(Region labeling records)
╔══

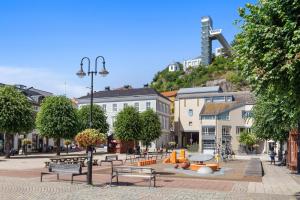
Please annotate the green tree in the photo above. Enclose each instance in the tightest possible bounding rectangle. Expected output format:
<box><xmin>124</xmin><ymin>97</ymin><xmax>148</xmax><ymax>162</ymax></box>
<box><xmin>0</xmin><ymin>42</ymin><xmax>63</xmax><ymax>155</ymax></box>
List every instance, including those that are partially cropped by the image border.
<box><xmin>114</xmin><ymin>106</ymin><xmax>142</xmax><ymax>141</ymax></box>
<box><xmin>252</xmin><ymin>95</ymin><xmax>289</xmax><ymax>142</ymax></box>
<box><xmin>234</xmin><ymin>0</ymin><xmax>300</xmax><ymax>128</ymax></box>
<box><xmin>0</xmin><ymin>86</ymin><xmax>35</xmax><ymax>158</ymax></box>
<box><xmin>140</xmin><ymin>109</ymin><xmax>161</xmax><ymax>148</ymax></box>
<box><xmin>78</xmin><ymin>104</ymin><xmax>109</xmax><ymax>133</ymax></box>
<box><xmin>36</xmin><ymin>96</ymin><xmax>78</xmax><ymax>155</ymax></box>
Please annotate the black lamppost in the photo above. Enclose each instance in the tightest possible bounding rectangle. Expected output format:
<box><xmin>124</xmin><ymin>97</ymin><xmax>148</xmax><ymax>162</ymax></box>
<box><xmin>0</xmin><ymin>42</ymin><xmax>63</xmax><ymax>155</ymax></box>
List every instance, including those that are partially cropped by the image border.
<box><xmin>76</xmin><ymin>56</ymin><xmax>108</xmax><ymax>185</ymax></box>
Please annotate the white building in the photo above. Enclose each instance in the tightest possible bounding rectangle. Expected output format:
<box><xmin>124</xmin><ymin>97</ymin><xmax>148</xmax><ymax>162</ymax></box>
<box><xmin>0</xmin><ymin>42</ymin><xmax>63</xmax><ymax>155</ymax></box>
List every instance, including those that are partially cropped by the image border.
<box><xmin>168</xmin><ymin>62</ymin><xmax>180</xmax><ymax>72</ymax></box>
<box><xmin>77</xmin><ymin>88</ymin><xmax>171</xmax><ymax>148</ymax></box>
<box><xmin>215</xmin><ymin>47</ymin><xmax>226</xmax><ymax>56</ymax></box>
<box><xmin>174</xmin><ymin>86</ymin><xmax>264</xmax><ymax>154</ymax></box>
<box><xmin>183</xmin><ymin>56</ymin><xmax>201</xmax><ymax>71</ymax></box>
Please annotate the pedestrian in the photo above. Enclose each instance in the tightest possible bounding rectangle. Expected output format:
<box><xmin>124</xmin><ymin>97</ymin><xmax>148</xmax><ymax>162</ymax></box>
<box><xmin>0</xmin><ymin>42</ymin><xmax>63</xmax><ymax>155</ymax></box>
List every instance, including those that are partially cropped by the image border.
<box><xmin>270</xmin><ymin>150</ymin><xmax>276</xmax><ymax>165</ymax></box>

╚══
╔══

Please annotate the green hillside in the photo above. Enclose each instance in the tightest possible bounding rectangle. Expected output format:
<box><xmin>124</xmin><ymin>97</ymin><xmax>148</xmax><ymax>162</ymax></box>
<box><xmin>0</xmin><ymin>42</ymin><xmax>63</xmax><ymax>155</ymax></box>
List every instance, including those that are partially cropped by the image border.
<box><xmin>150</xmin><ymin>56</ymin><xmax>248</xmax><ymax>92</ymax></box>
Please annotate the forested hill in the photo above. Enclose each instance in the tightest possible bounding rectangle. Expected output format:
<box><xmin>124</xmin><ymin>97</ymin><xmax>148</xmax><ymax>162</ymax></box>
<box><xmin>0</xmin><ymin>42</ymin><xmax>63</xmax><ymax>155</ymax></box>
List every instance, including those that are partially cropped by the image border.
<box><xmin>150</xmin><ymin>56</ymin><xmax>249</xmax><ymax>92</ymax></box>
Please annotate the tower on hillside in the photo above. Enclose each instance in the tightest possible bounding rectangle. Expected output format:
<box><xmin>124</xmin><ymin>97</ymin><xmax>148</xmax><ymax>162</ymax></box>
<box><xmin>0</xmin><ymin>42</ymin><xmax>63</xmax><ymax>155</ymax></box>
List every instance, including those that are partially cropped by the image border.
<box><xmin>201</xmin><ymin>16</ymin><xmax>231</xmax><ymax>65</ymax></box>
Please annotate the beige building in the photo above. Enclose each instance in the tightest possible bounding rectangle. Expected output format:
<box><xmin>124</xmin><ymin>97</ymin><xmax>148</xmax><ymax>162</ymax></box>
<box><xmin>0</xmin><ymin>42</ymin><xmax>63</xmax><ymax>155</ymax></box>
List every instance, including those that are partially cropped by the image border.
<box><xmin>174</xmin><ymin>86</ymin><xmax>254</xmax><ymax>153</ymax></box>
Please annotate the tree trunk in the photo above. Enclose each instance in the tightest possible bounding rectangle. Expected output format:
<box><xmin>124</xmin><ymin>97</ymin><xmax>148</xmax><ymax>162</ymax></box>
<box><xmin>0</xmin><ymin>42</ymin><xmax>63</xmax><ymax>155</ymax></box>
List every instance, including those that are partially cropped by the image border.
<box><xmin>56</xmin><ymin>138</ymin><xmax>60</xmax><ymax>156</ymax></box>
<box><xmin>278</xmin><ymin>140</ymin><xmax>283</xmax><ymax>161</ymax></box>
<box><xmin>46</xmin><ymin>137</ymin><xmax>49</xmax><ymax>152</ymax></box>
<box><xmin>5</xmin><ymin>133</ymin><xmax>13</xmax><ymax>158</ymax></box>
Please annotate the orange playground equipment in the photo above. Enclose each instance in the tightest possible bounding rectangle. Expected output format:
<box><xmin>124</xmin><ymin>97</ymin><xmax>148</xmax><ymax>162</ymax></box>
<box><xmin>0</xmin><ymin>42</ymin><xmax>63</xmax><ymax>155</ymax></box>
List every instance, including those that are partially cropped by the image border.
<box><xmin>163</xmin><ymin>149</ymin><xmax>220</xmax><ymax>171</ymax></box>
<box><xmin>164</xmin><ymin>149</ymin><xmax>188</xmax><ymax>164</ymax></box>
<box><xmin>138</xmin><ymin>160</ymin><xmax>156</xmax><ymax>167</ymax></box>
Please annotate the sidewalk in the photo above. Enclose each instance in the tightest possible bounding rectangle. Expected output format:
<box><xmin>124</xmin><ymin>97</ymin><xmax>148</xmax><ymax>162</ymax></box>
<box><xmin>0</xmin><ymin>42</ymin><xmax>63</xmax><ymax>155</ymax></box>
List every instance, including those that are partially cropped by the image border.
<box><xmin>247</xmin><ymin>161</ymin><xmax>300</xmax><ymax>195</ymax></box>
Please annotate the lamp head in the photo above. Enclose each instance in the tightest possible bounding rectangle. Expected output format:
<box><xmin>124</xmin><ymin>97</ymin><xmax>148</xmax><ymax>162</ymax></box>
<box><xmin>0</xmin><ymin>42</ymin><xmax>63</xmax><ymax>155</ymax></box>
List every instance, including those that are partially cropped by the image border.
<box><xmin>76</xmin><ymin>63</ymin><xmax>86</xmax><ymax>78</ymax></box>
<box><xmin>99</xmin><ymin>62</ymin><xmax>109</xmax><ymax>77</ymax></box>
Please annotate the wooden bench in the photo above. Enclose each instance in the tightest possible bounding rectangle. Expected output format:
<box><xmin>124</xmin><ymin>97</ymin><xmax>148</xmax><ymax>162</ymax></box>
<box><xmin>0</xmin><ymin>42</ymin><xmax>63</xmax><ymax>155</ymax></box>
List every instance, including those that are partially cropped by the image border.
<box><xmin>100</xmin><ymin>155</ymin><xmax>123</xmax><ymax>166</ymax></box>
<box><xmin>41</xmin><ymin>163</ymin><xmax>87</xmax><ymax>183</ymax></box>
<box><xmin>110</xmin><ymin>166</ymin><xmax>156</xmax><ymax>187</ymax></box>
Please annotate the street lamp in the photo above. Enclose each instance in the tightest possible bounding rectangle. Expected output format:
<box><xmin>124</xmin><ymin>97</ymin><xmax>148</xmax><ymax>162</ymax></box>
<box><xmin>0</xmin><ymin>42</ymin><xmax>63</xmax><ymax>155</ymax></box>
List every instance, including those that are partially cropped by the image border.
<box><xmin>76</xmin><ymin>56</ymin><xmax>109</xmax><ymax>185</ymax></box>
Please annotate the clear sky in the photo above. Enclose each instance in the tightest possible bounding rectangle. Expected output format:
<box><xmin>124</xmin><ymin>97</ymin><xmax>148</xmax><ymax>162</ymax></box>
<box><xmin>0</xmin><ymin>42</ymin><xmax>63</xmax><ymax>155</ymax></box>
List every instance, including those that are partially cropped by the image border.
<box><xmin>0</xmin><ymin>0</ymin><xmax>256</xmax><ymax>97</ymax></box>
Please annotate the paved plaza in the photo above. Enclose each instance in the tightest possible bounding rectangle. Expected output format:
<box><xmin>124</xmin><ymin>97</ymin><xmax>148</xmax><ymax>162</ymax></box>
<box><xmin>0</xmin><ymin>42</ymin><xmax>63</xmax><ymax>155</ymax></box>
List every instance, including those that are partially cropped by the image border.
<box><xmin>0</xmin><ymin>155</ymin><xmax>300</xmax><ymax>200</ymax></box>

╚══

● Problem: Pick out every line in the records above that contains the word "building", and copy each one in full.

● Task answer:
Please annotate the white building in the photo above. Enclose each instance in the tightest possible bounding rectangle. Expected output format:
Please annotate the beige building in the photo above. Enclose each instance in the tightest possible bounding rectangle. Expected output format:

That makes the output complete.